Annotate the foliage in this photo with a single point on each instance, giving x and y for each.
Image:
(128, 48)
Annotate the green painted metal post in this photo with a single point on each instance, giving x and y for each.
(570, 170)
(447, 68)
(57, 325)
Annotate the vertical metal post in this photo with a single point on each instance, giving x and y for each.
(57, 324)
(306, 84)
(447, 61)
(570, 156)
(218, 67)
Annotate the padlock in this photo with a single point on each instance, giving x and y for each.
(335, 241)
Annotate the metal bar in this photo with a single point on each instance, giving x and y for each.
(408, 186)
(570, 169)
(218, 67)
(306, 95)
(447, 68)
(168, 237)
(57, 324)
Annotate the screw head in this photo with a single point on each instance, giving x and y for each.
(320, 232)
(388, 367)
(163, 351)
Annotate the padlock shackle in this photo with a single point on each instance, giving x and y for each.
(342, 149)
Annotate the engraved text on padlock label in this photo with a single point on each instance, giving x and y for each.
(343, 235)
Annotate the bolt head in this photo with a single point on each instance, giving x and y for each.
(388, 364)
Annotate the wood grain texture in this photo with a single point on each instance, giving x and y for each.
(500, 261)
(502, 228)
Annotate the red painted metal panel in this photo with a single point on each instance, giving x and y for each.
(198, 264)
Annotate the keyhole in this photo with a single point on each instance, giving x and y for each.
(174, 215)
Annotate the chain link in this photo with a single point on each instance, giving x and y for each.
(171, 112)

----------

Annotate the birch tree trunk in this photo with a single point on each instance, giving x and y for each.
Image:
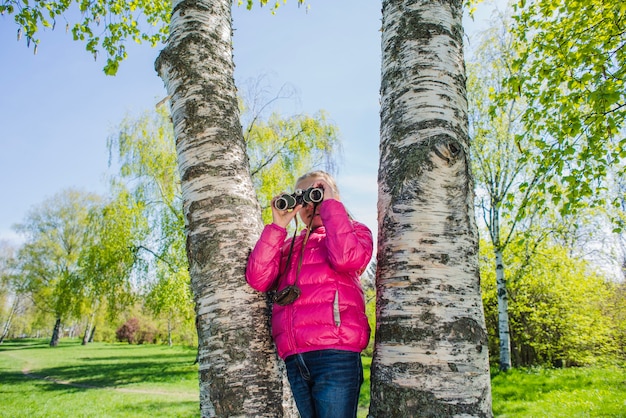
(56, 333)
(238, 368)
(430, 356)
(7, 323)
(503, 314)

----------

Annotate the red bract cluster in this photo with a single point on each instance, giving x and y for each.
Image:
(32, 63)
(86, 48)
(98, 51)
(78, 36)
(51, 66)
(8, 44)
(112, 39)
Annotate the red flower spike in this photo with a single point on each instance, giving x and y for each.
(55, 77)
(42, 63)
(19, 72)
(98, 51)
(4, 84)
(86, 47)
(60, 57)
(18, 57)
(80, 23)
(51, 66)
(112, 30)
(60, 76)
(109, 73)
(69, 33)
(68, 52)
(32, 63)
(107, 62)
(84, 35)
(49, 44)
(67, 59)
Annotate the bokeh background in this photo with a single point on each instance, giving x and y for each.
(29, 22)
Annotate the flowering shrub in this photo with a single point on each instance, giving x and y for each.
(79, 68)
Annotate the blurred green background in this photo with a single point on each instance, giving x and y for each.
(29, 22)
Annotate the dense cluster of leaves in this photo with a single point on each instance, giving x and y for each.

----------

■ WHAT THE TASK ASKS ■
Find every line in the records above that contains the word "background" and copy each of those lines out in full. Letter case matters.

■ COMPLETE RESPONSE ■
Annotate the bokeh background in this photo with a single point on each instance, giving x and y for each.
Annotate the blurred green background in this photo with a single point on each instance, giving x and y for each.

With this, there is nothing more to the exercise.